- [Instruction]
Write out the entries below once more, exactly.

- [Input]
* Start *
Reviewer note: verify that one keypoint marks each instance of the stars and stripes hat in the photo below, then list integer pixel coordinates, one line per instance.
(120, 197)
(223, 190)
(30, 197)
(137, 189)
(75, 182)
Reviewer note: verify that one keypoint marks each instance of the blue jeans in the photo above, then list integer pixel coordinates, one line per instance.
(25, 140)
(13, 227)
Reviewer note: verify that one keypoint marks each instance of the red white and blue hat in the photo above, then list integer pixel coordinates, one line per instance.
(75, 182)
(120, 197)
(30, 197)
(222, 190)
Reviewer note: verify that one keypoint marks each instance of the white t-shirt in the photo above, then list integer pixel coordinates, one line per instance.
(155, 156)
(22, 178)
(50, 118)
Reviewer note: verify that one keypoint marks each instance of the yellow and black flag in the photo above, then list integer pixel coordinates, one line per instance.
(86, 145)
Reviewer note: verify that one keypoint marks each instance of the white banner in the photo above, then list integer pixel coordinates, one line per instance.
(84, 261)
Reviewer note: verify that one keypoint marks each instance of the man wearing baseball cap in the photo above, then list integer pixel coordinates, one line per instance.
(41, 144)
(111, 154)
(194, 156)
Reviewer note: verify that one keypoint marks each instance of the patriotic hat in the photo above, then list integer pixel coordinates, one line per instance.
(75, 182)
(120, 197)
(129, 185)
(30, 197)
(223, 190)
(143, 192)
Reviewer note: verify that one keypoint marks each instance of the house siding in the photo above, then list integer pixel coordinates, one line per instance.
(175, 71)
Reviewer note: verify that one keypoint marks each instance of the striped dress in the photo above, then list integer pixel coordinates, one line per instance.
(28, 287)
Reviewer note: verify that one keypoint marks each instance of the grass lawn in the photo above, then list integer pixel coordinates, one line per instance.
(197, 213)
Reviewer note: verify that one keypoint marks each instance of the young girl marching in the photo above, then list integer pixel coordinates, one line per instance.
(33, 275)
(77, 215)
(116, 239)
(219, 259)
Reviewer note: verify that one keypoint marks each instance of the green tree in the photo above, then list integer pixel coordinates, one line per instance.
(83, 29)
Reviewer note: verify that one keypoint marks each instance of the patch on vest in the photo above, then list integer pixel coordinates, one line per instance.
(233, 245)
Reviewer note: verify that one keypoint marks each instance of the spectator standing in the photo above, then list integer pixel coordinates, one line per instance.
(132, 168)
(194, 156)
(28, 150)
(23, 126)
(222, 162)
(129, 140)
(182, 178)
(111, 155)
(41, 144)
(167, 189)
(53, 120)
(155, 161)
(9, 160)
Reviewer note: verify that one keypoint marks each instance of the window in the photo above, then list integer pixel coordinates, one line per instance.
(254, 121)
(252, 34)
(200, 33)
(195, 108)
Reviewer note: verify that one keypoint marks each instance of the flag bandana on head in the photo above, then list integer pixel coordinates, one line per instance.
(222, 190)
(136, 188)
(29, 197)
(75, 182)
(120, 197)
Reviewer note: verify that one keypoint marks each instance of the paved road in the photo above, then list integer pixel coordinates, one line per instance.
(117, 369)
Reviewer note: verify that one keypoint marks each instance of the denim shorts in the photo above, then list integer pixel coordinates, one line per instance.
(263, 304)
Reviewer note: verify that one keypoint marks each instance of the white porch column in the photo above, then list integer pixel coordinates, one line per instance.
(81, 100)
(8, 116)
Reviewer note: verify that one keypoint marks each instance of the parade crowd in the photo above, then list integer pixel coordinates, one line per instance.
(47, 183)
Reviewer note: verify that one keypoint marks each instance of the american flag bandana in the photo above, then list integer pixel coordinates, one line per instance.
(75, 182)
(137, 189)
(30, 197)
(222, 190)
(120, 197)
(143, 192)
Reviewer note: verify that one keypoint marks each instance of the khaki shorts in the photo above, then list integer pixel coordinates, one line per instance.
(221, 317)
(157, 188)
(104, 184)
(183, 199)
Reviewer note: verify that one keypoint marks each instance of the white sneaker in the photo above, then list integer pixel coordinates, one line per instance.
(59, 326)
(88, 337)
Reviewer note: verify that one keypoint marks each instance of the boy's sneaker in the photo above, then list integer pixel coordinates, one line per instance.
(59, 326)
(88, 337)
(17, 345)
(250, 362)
* End *
- [Response below]
Reviewer note: verify that one keypoint marks each instance of the stars and stripes hat in the photo below, then list integer pixel coordinates, one line per instance.
(120, 197)
(223, 190)
(30, 197)
(137, 189)
(75, 182)
Reviewer note: verify that one keypoint marks each instance of the blue jeans in the photo above, then list integer pixel coordinates, one line per instance.
(25, 140)
(13, 227)
Reviewer note: verify that one keypoint marks each instance of the red white and blue hat in the photo above, then list integer pixel coordinates, one line per instance.
(75, 182)
(120, 197)
(30, 197)
(222, 190)
Reviewer note: verify that one keypoint marks each instance of the white t-shirt in the photo above, then list integer pixel coordinates, one line per instance.
(155, 156)
(22, 178)
(50, 118)
Reviewer note: verify that one keypoint marks each instance of the yellow and black flag in the photo above, then list integer pixel coordinates, one line per instance.
(86, 145)
Reviewer note: verify that one keypoint marks each instance of the white banner in the photo above, then list integer pixel coordinates, one line per instance.
(84, 261)
Reviewer note: verify that one keypoint marks each instance of the man wearing baseball cap in the photo above, then list integer pixel coordinates, one line per instance.
(41, 144)
(111, 154)
(194, 156)
Reviewer note: verify that one keypoint marks each instance of the patriotic hat in the photo above, then list integer pixel coordinates, one line per instance.
(75, 182)
(120, 197)
(129, 185)
(30, 197)
(223, 190)
(143, 192)
Reviewer note: verify that one keypoint marks each instance of the house siding in the photo above, then list integer pixel coordinates, one line per instance.
(175, 71)
Reviewer note: verify that one keypoint marks each instance of the striped dress in the photo above, then list integer pixel coordinates, one line per instance.
(28, 287)
Reviewer note: verify that one keypoint marks each instance of the grass lawn in the photo above, then list integer pixel coordinates, one line per instance.
(197, 213)
Reviewer note: verify that one keypoint marks each instance of the young girl marching in the photo above, then list integer pixel coordinates, one line per instance.
(33, 275)
(77, 215)
(116, 239)
(219, 259)
Reviewer note: verify that one keypoint marks each instance of the green tree in the photo above, then list integer pixel coordinates, one line per instance.
(83, 29)
Reviewer note: verify that one keypoint marks each instance of the patch on vest in the photo above, then list integer pixel coordinates, one line per instance.
(233, 245)
Reviewer note: verify that one keypoint marks each instance of the spectator standing in the photo above, then list integer pixel coordinates, one line per instance.
(132, 168)
(194, 156)
(28, 150)
(23, 126)
(222, 162)
(129, 140)
(182, 178)
(111, 155)
(41, 144)
(167, 189)
(53, 120)
(155, 161)
(9, 160)
Reviewer note: verify that one keypoint marks each instance of the window in the photo above, then list integer pixel coordinates, one line per instance.
(254, 121)
(252, 34)
(200, 33)
(195, 108)
Reviewer note: verify that one keypoint marks each instance of the flag bandana on head in the photo above, then list integer pixel coordinates, one line per instance.
(222, 190)
(136, 188)
(29, 197)
(75, 182)
(120, 197)
Reviewer note: verify that one keypoint marks each instance of the paved road in the photo above, then list integer pixel coordinates, one line per instance.
(117, 369)
Reviewer note: verify that one keypoint marks each instance of the denim shorts in the photo above, then list integer pixel coordinates, one line per instance.
(263, 304)
Reviewer note: verify that one keypoint marks each instance of the white porch column in the photo above, then list integer pixel coordinates, one line per instance.
(81, 100)
(8, 116)
Reviewer note: verify that one keypoint marks each instance of the parade crowd in the photo above, then list integer pixel coordinates, one line per instance.
(47, 183)
Reviewer note: verify that one keypoint marks each instance of the american flag bandana in the photo above, then list integer pixel coordinates, one line per instance.
(75, 182)
(137, 189)
(30, 197)
(222, 190)
(120, 197)
(143, 192)
Reviewer note: verify that one keypoint marks each instance of the khaki shorts in the photo above, then list integer pixel coordinates, one line per instance.
(221, 317)
(157, 188)
(104, 184)
(183, 199)
Reviewer note: verify that one keypoint marks each instance of the white sneaker in the photo above, then list integer pixel coordinates, one line per instance.
(59, 326)
(88, 337)
Reviewer note: verify that one keypoint marks each instance of the boy's sneaker in the photo above, then list integer pixel coordinates, one line per instance.
(59, 326)
(88, 337)
(17, 345)
(250, 362)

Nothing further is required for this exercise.